— RECORD EXTRACTS —
..............................
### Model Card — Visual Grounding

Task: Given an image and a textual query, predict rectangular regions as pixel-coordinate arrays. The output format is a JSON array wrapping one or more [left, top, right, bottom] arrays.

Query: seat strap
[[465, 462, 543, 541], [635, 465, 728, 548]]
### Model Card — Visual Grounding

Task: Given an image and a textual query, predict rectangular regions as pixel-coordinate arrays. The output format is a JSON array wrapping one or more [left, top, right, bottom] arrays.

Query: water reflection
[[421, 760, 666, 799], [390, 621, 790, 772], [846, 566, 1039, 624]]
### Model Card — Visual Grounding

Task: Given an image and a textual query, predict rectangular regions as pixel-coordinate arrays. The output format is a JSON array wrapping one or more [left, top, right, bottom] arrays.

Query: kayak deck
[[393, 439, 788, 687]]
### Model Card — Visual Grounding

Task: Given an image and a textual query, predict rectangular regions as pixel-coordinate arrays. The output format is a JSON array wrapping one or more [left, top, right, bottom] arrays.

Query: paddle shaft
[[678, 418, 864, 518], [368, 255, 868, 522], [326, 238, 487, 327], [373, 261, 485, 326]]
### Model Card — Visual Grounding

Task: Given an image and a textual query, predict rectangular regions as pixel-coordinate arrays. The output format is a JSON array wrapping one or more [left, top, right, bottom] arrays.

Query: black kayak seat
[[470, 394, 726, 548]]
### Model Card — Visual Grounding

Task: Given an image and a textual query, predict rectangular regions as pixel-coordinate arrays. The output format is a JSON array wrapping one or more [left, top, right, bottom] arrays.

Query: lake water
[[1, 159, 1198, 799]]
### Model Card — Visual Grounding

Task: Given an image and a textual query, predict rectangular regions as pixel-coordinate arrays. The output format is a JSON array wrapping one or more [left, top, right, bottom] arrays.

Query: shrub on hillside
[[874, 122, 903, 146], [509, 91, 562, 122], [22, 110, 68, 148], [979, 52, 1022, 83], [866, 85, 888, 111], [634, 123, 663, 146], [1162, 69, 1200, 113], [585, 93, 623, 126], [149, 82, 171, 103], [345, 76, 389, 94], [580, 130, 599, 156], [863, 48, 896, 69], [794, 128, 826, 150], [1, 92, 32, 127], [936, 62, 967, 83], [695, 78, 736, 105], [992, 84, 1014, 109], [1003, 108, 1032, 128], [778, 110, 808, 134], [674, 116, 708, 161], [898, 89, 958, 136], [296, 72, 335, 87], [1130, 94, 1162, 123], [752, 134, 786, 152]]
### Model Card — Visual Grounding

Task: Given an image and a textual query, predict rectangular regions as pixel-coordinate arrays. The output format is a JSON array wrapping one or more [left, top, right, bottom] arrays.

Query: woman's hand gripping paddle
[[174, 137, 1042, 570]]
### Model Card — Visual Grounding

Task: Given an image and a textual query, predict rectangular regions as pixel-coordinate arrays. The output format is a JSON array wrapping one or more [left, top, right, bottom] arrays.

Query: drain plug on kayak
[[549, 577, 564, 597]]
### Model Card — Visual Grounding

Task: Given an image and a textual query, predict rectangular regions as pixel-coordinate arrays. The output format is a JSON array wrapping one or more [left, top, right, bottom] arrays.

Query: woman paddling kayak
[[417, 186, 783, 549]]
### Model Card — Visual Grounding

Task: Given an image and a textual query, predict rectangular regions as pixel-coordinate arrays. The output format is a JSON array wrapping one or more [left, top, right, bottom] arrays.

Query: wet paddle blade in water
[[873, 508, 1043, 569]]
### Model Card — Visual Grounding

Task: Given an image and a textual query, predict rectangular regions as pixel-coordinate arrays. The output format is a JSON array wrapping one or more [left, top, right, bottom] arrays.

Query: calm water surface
..............................
Transcribe the material above in its entirety, precisely as written.

### Model Card — Visual Grounding

Task: Given an image and a textual query, predict rectangular regions as pixel-coordinate arrays. The output format is a JSON array wrapping one or more [left, top, right, bottom] arrays.

Query: seat strap
[[465, 462, 543, 541], [635, 465, 728, 548]]
### Model Card — Visual Grounding

Task: Given an image and a textual query, predict rectangular regions as pixel-coordinate arrays. The output format is a JSON array wrapping one or more [left, top, right, bottom] arrays.

Query: water reflection
[[421, 760, 666, 799], [390, 621, 790, 772], [846, 566, 1039, 624]]
### Model Card — Visual Grounding

Task: Given an image and a textual query, predict rectangular regions as pixel-coordinate arrays. The output format is a JSON array wrapping one or more [left, top, right, bottom] arrays.

Query: kayak deck
[[393, 439, 788, 687]]
### Model Card — Visual Grounding

Task: Given an image and a textual query, predict rectangular regions as pixel-coordinate arrays. The output format is a JSON array wrapping one or more [left, top, right, bottom] arrays.

Query: paddle shaft
[[678, 418, 864, 518], [368, 255, 868, 522], [326, 238, 487, 327], [373, 261, 485, 326]]
### Model Card — Visual Grounding

Task: Given an image and a textual query, predict rectangular regions as pixel-coordinate arrays. The output format is a JSON array wrapping one or more [left, top, right, bottom] arrays.

Query: black kayak seat
[[470, 394, 726, 548]]
### Model Card — Visual Grounding

Task: Given an image and a textual query, predict rectangular regions as pixel-coordinate arrays. The output format is a JSON array wrapping one or more [left, top, right, bottom] arrays.

Query: lake water
[[1, 159, 1198, 799]]
### Model Card — Visual Grounding

Task: Given an image and a textual query, predict rectangular regions as pixel-coordinate arrays. The output format is a JSON array wrapping one or more [left, top, right, bottom] arrays.

Query: shrub on hillside
[[874, 122, 903, 146], [509, 91, 562, 122], [22, 110, 68, 148], [979, 52, 1022, 83], [866, 85, 888, 111], [634, 123, 663, 146], [1162, 69, 1200, 113], [585, 93, 623, 126], [149, 82, 171, 103], [345, 76, 389, 94], [580, 130, 599, 156], [863, 48, 896, 69], [794, 128, 826, 150], [1, 92, 32, 127], [936, 62, 967, 83], [695, 78, 736, 105], [992, 84, 1014, 109], [1003, 108, 1032, 128], [778, 110, 808, 134], [674, 116, 708, 161], [898, 89, 958, 136], [296, 72, 335, 87], [1130, 94, 1162, 123], [752, 134, 786, 152]]
### Model Card — Visual Grounding

Task: Given an image and a textual query, predict rectangular regions as pixel-coordinate arrays. The output format is a JSON array wrapping one or more [left, top, right, bottom] arrays.

Query: woman's hand gripping paddle
[[174, 137, 1042, 570]]
### Model Card — Visual Grounding

Task: Given an image and a textual query, predict rectangular regions as pixel-coordinate arrays. The output format is a JSON array wrapping one or more [left, top, right, bottom] arrays.

Query: drain plug on kayak
[[549, 577, 564, 597]]
### Model Card — Visual Grounding

Task: Given an image and a textual query, predict rectangular regions as pixel-coordinate arrays. The output format is a JSON array wrapping one or more [left, top, right, bottom] arrays.

Query: woman paddling kayak
[[417, 186, 783, 549]]
### Model Card — Visual Grounding

Task: Given an image and a textual query, predict rectangular regions as pixel-coordinate arrays. The output format is a JSON array wrapping one or more [left, top, right, bottom] arrays.

Query: wet paddle blade in water
[[873, 508, 1043, 569]]
### Model Card — Visual Grounding

Task: Given an image and a textual query, predict rectangular regions as pixel-coordinate arrays. The output format is a JSON array wrapping one or more [left, top, right, bottom] arrays.

Query: calm water surface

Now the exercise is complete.